— Begin Text shown —

This subset is 0.16% of our data and is quite small. We will remove these cases in order to accomodate our further analyses. Let’s call this cleaned data churn_clean.

churn_clean <- churn[complete.cases(churn), ]

The SeniorCitizen variable is coded ‘0/1’ rather than yes/no. We can recode this to ease our interpretation of later graphs and models.

churn_clean$SeniorCitizen <- as.factor(mapvalues(churn_clean$SeniorCitizen,
                                          from=c("0","1"),
                                          to=c("No", "Yes")))

The MultipleLines variable is dependent on the PhoneService variable, where a ‘no’ for the latter variable automatically means a ‘no’ for the former variable. We can again further ease our graphics and modeling by recoding the ‘No phone service’ response to ‘No’ for the MultipleLines variable.

churn_clean$MultipleLines <- as.factor(mapvalues(churn_clean$MultipleLines, 
                                           from=c("No phone service"),
                                           to=c("No")))

Similiarly, the OnlineSecurity, OnlineBackup, DeviceProtection, TechSupport, StreamingTV, and StreamingMovies variables are all dependent on the OnlineService variable. We will recode the responses from ‘No internet service’ to ‘No’ for these variables.

for(i in 10:15){
  churn_clean[,i] <- as.factor(mapvalues(churn_clean[,i],
                                  from= c("No internet service"), to= c("No")))
}

We will not need the customerID variable for graphs or modeling, so it can be removed.

churn_clean$customerID <- NULL

5 2. Data Visualization for Descriptive Statistics

Before we begin modeling our data, let’s examine descriptive statistics of our data within some simple plots.

5.1 Demographic Data

Here are barplots of demographic data of our sample.

#Gender plot
p1 <- ggplot(churn_clean, aes(x = gender)) +
  geom_bar(aes(fill = Churn)) +
  geom_text(aes(y = ..count.. -200, 
                label = paste0(round(prop.table(..count..),4) * 100, '%')), 
            stat = 'count', 
            position = position_dodge(.1), 
            size = 3)

#Senior citizen plot
p2 <- ggplot(churn_clean, aes(x = SeniorCitizen)) +
  geom_bar(aes(fill = Churn)) +
  geom_text(aes(y = ..count.. -200, 
                label = paste0(round(prop.table(..count..),4) * 100, '%')), 
            stat = 'count', 
            position = position_dodge(.1), 
            size = 3)

#Partner plot
p3 <- ggplot(churn_clean, aes(x = Partner)) +
  geom_bar(aes(fill = Churn)) +
  geom_text(aes(y = ..count.. -200, 
                label = paste0(round(prop.table(..count..),4) * 100, '%')), 
            stat = 'count', 
            position = position_dodge(.1), 
            size = 3)

#Dependents plot
p4 <- ggplot(churn_clean, aes(x = Dependents)) +
  geom_bar(aes(fill = Churn)) +
  geom_text(aes(y = ..count.. -200, 
                label = paste0(round(prop.table(..count..),4) * 100, '%')), 
            stat = 'count', 
            position = position_dodge(.1), 
            size = 3)

#Plot demographic data within a grid
grid.arrange(p1, p2, p3, p4, ncol=2)

— End Text shown —
— Begin Source records —

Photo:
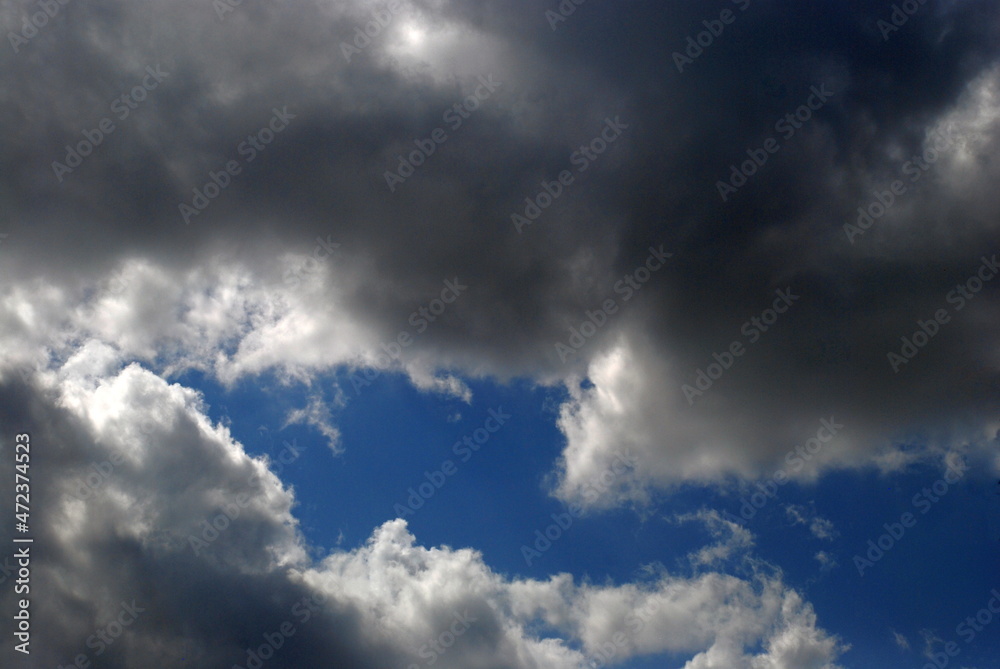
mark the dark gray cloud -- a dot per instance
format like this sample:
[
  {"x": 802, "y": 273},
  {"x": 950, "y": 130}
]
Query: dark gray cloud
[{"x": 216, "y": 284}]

— End Source records —
— Begin Source records —

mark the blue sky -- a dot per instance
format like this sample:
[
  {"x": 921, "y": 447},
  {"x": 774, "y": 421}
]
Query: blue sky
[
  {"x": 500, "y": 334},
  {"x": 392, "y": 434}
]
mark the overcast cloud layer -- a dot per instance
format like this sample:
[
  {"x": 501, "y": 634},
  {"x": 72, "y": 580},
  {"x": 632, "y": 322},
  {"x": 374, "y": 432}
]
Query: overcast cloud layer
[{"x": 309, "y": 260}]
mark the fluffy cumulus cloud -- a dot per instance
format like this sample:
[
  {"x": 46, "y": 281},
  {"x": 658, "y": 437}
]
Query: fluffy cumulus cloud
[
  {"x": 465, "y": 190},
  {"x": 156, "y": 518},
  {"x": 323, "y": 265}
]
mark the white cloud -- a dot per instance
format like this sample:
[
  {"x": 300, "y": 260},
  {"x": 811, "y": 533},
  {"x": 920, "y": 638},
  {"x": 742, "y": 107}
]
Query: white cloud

— End Source records —
— Begin Source records —

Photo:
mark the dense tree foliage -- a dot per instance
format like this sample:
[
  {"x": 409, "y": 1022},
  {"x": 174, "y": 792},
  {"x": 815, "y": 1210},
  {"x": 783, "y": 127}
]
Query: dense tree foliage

— End Source records —

◆ **Written tasks**:
- A) In the entries, present the lines between the line holding "mark the white cloud -- a dot per instance" and the line holding "Query: white cloud", inclusive, as a numbered list without blank lines.
- B) Carry the customer churn analysis text forward, starting right after its last line.

◆ **Exercise results**:
- A)
1. mark the white cloud -- a dot per instance
2. format like this sample:
3. [
4.   {"x": 300, "y": 260},
5.   {"x": 811, "y": 533},
6.   {"x": 920, "y": 638},
7.   {"x": 742, "y": 107}
8. ]
9. Query: white cloud

- B)
From these demographic plots, we notice that the sample is evenly split across gender and partner status. A minority of the sample are senior citizens, and a minority have dependents.

5.2 Offered Services

The various offered services are plotted below.

#Phone service plot
p5 <- ggplot(churn_clean, aes(x = PhoneService)) +
  geom_bar(aes(fill = Churn)) +
  geom_text(aes(y = ..count.. -200, 
                label = paste0(round(prop.table(..count..),4) * 100, '%')), 
            stat = 'count', 
            position = position_dodge(.1), 
            size = 3)

#Multiple phone lines plot
p6 <- ggplot(churn_clean, aes(x = MultipleLines)) +
  geom_bar(aes(fill = Churn)) +
  geom_text(aes(y = ..count.. -200, 
                label = paste0(round(prop.table(..count..),4) * 100, '%')), 
            stat = 'count', 
            position = position_dodge(.1), 
            size = 3)

#Internet service plot
p7 <- ggplot(churn_clean, aes(x = InternetService)) +
  geom_bar(aes(fill = Churn)) +
  geom_text(aes(y = ..count.. -200, 
                label = paste0(round(prop.table(..count..),4) * 100, '%')), 
            stat = 'count', 
            position = position_dodge(.1), 
            size = 3)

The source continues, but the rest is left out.